**Data supplied**
========================================
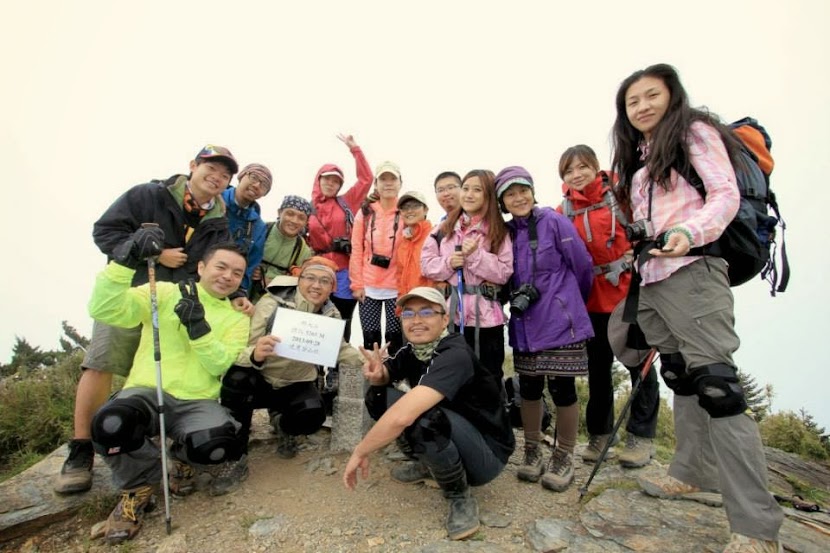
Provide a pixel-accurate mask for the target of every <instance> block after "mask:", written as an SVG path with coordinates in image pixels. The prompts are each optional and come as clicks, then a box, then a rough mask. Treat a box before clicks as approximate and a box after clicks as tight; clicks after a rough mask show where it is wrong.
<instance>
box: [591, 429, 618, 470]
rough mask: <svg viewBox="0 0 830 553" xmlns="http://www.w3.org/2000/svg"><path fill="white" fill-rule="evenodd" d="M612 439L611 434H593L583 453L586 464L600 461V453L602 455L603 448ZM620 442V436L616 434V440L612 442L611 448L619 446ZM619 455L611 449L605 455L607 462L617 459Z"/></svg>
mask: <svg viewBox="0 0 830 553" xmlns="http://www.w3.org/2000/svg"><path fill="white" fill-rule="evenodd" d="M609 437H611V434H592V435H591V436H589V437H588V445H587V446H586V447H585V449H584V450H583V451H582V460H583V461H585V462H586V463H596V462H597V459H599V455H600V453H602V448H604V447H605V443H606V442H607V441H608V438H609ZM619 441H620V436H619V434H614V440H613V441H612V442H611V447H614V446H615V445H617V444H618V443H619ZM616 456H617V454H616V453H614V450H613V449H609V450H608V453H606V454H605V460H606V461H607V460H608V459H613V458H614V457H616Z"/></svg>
========================================
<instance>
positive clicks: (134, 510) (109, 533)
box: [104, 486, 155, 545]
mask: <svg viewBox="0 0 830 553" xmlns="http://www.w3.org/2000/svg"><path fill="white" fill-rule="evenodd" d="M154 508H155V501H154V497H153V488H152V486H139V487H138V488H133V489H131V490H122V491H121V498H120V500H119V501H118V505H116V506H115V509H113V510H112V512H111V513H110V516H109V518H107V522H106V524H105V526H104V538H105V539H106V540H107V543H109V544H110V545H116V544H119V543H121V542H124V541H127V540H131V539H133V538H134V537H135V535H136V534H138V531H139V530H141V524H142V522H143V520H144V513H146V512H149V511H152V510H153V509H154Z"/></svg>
========================================
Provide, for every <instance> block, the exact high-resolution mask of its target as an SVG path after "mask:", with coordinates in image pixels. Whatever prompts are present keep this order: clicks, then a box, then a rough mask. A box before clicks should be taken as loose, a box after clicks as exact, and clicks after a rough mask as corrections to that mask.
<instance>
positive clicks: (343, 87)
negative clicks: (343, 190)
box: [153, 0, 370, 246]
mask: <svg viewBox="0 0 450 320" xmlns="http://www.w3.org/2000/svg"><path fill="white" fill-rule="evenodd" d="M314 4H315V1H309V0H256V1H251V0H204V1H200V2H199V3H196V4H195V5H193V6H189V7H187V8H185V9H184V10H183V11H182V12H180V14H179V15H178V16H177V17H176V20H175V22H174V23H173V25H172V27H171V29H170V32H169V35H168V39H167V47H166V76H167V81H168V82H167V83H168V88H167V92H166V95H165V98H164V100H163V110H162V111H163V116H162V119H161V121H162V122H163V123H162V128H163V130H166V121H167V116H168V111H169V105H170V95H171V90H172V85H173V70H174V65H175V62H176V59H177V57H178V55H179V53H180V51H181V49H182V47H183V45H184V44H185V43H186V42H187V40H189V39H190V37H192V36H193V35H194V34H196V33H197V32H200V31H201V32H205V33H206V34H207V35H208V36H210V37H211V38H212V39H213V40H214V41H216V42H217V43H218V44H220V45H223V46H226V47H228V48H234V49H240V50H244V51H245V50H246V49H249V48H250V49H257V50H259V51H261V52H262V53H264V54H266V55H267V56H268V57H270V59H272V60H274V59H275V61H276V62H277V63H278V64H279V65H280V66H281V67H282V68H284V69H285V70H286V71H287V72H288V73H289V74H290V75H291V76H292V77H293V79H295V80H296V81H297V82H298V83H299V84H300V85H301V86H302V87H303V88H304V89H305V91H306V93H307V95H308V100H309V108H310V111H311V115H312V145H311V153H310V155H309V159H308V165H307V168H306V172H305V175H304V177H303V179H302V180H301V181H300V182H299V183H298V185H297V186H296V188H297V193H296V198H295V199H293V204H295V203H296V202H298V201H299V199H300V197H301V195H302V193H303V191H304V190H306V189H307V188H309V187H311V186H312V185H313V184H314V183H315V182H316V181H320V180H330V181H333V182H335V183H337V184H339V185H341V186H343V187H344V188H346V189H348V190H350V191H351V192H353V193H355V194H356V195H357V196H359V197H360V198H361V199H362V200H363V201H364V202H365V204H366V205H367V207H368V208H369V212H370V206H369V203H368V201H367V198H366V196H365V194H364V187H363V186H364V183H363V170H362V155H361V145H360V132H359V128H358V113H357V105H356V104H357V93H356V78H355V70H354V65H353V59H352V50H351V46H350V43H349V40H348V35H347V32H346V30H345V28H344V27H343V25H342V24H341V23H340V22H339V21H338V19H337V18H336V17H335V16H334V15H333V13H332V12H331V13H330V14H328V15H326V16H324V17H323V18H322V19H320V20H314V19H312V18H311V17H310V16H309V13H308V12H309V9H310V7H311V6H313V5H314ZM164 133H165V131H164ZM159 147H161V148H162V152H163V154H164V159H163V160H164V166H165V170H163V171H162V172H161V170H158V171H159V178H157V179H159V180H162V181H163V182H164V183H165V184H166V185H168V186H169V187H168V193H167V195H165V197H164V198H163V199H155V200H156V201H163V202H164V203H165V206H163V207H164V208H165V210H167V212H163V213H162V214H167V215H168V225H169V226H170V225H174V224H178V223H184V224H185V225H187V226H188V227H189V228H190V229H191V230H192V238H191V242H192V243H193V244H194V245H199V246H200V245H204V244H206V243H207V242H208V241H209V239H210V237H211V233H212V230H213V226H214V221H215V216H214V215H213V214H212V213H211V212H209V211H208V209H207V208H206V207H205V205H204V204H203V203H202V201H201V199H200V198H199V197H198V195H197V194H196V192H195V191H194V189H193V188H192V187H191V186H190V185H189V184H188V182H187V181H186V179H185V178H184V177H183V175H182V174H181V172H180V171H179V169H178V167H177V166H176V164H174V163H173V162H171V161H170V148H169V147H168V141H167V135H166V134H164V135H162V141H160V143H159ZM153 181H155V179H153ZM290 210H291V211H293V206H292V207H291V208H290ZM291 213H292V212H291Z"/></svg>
========================================
The lines to return are those in the entries above that hold "positive".

positive clicks: (134, 510) (109, 533)
positive clicks: (343, 87)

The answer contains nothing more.